Textauszug

•••

Verstoß gegen HWG-Zuwendungsverbot

Gericht verbietet DocMorris-Treueprogramm

Berlin - 22.10.2021, 16:45 Uhr

DocMorris beschäftigt die deutschen Gerichte weiterhin. (x / IMAGO / U. J. Alexander)

DocMorris beschäftigt die deutschen Gerichte weiterhin. (x / IMAGO / U. J. Alexander)


Seit rund zehn Monaten gilt für Versender aus dem EU-Ausland, die gesetzlich Krankenversicherte in Deutschland mit verschreibungspflichtigen Arzneimitteln versorgen, wieder eine Preisbindung. Tatsächlich halten sich die großen Player derzeit an die neuen Vorgaben. Anfänglich versuchte sich DocMorris allerdings noch mit einem neuen „Treueprogramm“, das die Apothekerkammer Nordrhein auf den Plan rief. Sie monierte einen Verstoß gegen das heilmittelwerberechtliche Zuwendungsverbot. Zu Recht, wie jetzt das Landgericht Stuttgart befand.

Bei DocMorris hat man nie einen Hehl daraus gemacht, dass man das neue im Sozialrecht verankerte Rx-Boni-Verbot für ebenso europarechtswidrig hält wie das alte im Arzneimittelrecht. Dennoch hält sich das Unternehmen derzeit mit Provokationen zurück. Vielmehr sucht die Zur Rose-Tochter, deren Name nun vor allem für eine Gesundheitsplattform stehen soll, die Nähe zu den Vor-Ort-Apotheken hierzulande. Nur mit ihnen als Partner lässt sich eine taggleiche Express-Lieferung über die Plattform realisieren.

Anfang Januar dieses Jahres wurde die Apothekerkammer Nordrhein (AKNR) allerdings noch auf eine Werbung des Versenders aufmerksam. DocMorris hatte an seine Kunden ein Schreiben verschickt, in dem der Arzneimittelversender für ein Treueprogramm warb. Mit jeder per Post zugesandten Bestellung rezeptfreier und rezeptpflichtiger Arzneimittel könne man am Treueprogramm teilnehmen, hieß es darin. Funktionieren sollte das so: „Am Anfang jedes Monats buchen wir auf Basis ihrer postalischen Bestellung ein Guthaben auf ihr Treuekonto auf. Bestellen Sie danach rezeptfreie Produkte, verrechnen wir Ihr Guthaben mit dem Kaufpreis. Kann keine Verrechnung erfolgen, wird ihr Guthaben auf dem Treuekonto gesammelt. Eine Auszahlung erfolgt, sobald Ihr Guthaben 20 Euro übersteigt, oder spätestens zum Quartalsende, erstmalig zum 31.3.2021 …“.

•••

Einträge des Datensatzes
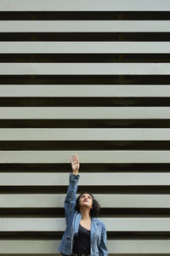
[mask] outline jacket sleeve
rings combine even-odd
[[[105,229],[105,224],[103,224],[102,232],[101,232],[101,239],[99,247],[99,256],[107,256],[107,233]]]
[[[69,219],[69,217],[75,207],[76,205],[76,190],[77,190],[77,183],[80,178],[80,175],[73,174],[70,172],[69,177],[69,187],[67,189],[66,197],[65,199],[65,221]]]

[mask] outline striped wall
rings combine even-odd
[[[170,3],[0,1],[0,255],[57,255],[64,201],[109,255],[170,254]]]

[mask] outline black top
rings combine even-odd
[[[90,254],[90,230],[79,224],[78,235],[75,237],[73,253]]]

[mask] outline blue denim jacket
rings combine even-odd
[[[70,183],[65,200],[65,217],[66,221],[66,229],[62,236],[58,250],[62,255],[72,253],[74,236],[77,236],[81,212],[75,210],[77,183],[80,175],[70,173]],[[108,255],[106,241],[107,234],[105,224],[97,218],[91,218],[91,233],[90,233],[90,254],[92,256],[106,256]]]

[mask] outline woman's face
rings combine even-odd
[[[93,198],[89,194],[82,194],[79,198],[79,206],[88,207],[90,209],[93,208]]]

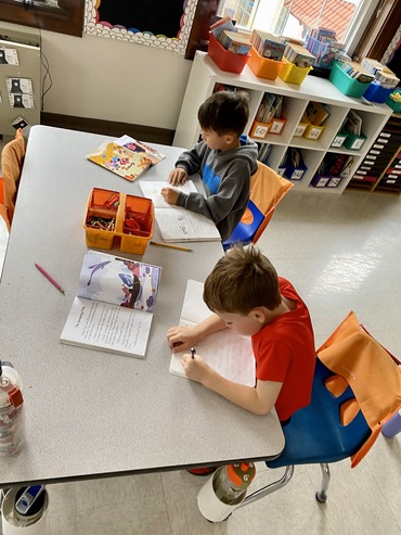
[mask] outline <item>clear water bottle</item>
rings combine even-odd
[[[212,479],[216,497],[228,506],[241,504],[254,477],[255,464],[253,462],[241,462],[218,468]]]
[[[0,455],[12,455],[25,443],[22,381],[11,362],[0,361]]]

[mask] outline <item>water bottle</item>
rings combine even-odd
[[[0,455],[12,455],[25,442],[22,381],[11,362],[0,360]]]
[[[228,464],[216,470],[212,486],[217,498],[228,506],[241,504],[246,496],[246,491],[255,477],[253,462]]]
[[[244,501],[255,472],[253,462],[218,468],[197,496],[202,514],[210,522],[225,520]]]

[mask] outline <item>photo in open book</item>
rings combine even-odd
[[[90,252],[83,258],[77,296],[152,313],[160,275],[158,266]]]

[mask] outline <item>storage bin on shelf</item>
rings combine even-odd
[[[333,147],[334,149],[339,149],[340,147],[342,147],[347,137],[348,137],[347,132],[344,132],[344,131],[337,132],[336,137],[332,141],[331,147]]]
[[[250,49],[248,66],[256,76],[259,76],[260,78],[268,78],[269,80],[275,80],[283,65],[284,62],[282,61],[263,58],[254,47]]]
[[[320,175],[316,173],[310,183],[313,188],[325,188],[332,178],[333,175]]]
[[[366,91],[371,82],[362,84],[355,78],[351,78],[338,63],[333,65],[329,74],[329,81],[347,97],[354,97],[359,99]]]
[[[221,71],[236,74],[243,72],[249,58],[249,54],[234,54],[225,50],[211,33],[209,33],[207,53]]]
[[[83,219],[87,246],[111,250],[119,237],[122,253],[143,254],[153,237],[154,220],[151,199],[93,188]]]
[[[355,133],[347,132],[347,137],[344,140],[344,147],[352,151],[359,151],[363,143],[366,141],[366,136],[361,133],[357,136]]]
[[[400,89],[392,90],[392,92],[386,100],[386,104],[390,106],[394,113],[401,113],[401,100],[400,101],[396,100],[398,95],[401,95],[401,90]]]
[[[377,81],[371,81],[368,88],[363,93],[363,98],[370,102],[386,102],[387,98],[392,93],[394,89],[387,89],[381,87]]]
[[[279,73],[279,77],[283,81],[289,84],[302,84],[309,71],[312,69],[312,67],[298,67],[295,63],[287,61],[285,58],[283,58],[283,63],[284,65]]]

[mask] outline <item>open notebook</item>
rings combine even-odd
[[[156,224],[165,242],[220,241],[221,237],[214,221],[181,206],[166,203],[160,191],[170,187],[168,182],[141,180],[139,186],[145,198],[152,199],[155,206]],[[184,193],[197,193],[192,180],[174,188]]]
[[[191,327],[210,316],[211,313],[203,301],[203,291],[202,282],[187,281],[180,324]],[[225,329],[196,344],[196,353],[225,379],[248,386],[255,385],[255,358],[249,336],[242,336],[232,329]],[[172,354],[170,372],[186,377],[181,365],[182,355],[183,353]]]

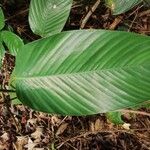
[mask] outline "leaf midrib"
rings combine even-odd
[[[63,76],[76,76],[82,74],[90,74],[90,73],[100,73],[100,72],[107,72],[107,71],[119,71],[125,69],[134,69],[138,67],[149,67],[150,64],[143,64],[143,65],[135,65],[135,66],[124,66],[124,67],[116,67],[116,68],[108,68],[108,69],[100,69],[100,70],[91,70],[85,72],[75,72],[75,73],[64,73],[64,74],[49,74],[45,76],[25,76],[25,77],[15,77],[17,80],[26,80],[26,79],[35,79],[35,78],[53,78],[53,77],[63,77]]]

•••

Aufgabe A
Schreiben Sie aus dem Artikel über das DocMorris-Treueprogramm den Abschnitt zwischen „Berlin - 22.10.2021, 16:45“ und „Landgericht Stuttgart befand.“ einschließlich wortgetreu ab.
Aufgabe B
Schreiben Sie den Artikel über das gerichtlich verbotene DocMorris-Treueprogramm im Anschluss an seinen letzten Satz weiter.

Antwort A
Berlin - 22.10.2021, 16:45 Uhr

DocMorris beschäftigt die deutschen Gerichte weiterhin. (x / IMAGO / U. J. Alexander)

DocMorris beschäftigt die deutschen Gerichte weiterhin. (x / IMAGO / U. J. Alexander)


Seit rund zehn Monaten gilt für Versender aus dem EU-Ausland, die gesetzlich Krankenversicherte in Deutschland mit verschreibungspflichtigen Arzneimitteln versorgen, wieder eine Preisbindung. Tatsächlich halten sich die großen Player derzeit an die neuen Vorgaben. Anfänglich versuchte sich DocMorris allerdings noch mit einem neuen „Treueprogramm“, das die Apothekerkammer Nordrhein auf den Plan rief. Sie monierte einen Verstoß gegen das heilmittelwerberechtliche Zuwendungsverbot. Zu Recht, wie jetzt das Landgericht Stuttgart befand.

Antwort B
Die AKNR hält das Treueprogramm für wettbewerbswidrig. Sie monierte allerdings keinen Verstoß gegen die Preisbindung, sondern gegen das heilmittelwerberechtliche Zuwendungsverbot (§ 7 Abs. 1 Nr. 1 HWG). Die ausgelobten Treuevorteile seien keine noch zulässigen geringwertigen Kleinigkeiten. Dass das Heilmittelwerbegesetz hier anwendbar ist und auch nicht gegen Europarecht verstößt, sieht die AKNR durch das im Sommer ergangene Urteil des Europäischen Gerichtshofs zu einer DocMorris-Gewinnspielwerbung bestätigt. Demnach ist das Verbot von Werbegaben durch das Heilmittelwerbegesetz eine Verkaufsmodalität, die alle Marktteilnehmer im In- und Ausland gleichermaßen treffe und damit nicht gegen die Warenverkehrsfreiheit verstoße. Darüber hinaus rügte die Kammer einen Verstoß gegen das Telemediengesetz. Dieses schreibt vor, dass die Bedingungen für die Inanspruchnahme von Angeboten zur Verkaufsförderung klar und eindeutig angegeben werden müssen. Doch in der beanstandeten Werbung werde nicht erklärt, in welcher Höhe ein Guthaben erworben werden könne und von welchen Faktoren dies abhängig sei.

Keine geringwertige Kleinigkeit

Das Landgericht Stuttgart gab der Klage der AKNR nun statt. Da sich die AKNR nicht auf einen Verstoß auf die neuen preisrechtlichen Regelungen berief, musste sich das Gericht mit diesen auch nicht auseinandersetzen. Aber das Treueprogramm stellt auch aus seiner Sicht eine nicht erlaubte Zuwendung im Sinne des § 7 HWG dar. Zwar werde kein Preisnachlass auf verschreibungspflichtige Arzneimittel gewährt, aber dem Verbraucher werde ein Startguthaben von 2,50 Euro und nachfolgende, nicht näher konkretisierte „Guthaben“ für jede Bestellung per Post gewährt, die später bei einer OTC-Bestellung verrechnet werden könnten. Es handele sich hier auch um eine produktbezogene und nicht um eine reine Image-Werbung, sodass der Anwendungsbereich von § 7 HWG eröffnet sei. Die Zuwendung sei auch nicht ausnahmsweise zulässig; insbesondere handele es sich nicht um eine geringwertige Kleinigkeit, die eine unsachliche Beeinflussung als ausgeschlossen erscheinen lasse – immerhin ist ein Ansparpotenzial von 20 Euro möglich.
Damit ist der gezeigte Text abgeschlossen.